▸ OBJECTIVE: Report how many lines in the following entries contain the string "below", counting only exact-case matches. Give the number alone.
## START STORED RECORDS
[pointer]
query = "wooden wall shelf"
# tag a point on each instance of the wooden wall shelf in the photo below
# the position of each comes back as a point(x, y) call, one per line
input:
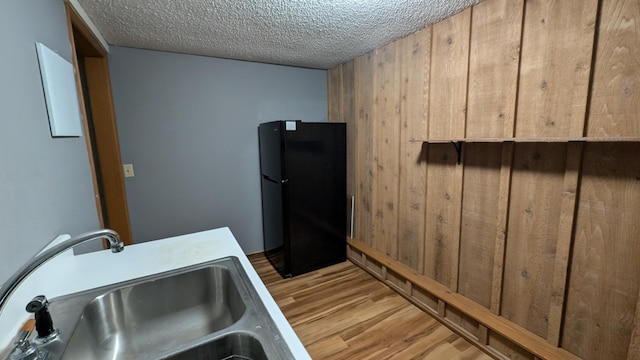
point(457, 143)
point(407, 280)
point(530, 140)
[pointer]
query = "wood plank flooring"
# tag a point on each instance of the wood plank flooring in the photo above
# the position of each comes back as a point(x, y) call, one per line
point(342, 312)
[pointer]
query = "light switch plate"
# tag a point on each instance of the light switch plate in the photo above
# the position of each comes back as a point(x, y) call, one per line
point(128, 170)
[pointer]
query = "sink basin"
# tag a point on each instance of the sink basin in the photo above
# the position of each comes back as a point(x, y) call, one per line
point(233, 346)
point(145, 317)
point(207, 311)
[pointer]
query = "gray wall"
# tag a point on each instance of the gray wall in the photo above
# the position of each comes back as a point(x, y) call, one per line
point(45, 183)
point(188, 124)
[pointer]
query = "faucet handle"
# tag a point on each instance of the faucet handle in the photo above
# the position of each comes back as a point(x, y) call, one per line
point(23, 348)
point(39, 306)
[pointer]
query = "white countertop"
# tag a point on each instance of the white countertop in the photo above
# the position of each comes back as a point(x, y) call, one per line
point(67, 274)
## END STORED RECORDS
## START STORED RECORDS
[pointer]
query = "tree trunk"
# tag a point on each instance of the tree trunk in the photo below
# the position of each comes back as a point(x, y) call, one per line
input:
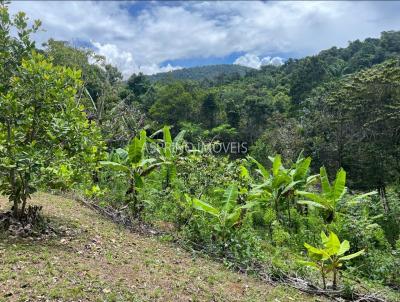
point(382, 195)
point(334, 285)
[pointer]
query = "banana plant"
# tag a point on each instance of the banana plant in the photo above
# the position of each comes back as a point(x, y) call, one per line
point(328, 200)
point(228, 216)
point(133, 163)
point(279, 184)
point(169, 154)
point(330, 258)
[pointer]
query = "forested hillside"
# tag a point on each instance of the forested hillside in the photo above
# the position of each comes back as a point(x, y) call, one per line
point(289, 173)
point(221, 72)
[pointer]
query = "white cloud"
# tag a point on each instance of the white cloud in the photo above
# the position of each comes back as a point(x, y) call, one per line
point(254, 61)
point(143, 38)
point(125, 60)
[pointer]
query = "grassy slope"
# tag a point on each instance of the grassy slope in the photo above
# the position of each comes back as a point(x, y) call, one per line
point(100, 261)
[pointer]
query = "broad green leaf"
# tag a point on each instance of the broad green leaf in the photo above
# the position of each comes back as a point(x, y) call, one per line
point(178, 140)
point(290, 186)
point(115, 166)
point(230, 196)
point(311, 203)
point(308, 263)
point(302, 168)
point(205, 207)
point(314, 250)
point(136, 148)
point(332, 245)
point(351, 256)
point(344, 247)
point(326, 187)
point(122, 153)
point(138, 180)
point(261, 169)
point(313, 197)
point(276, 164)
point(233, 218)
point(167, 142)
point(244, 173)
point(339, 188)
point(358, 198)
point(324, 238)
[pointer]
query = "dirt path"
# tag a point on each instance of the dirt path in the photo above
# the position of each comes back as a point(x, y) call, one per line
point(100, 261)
## END STORED RECORDS
▸ WORKED ANSWER: 2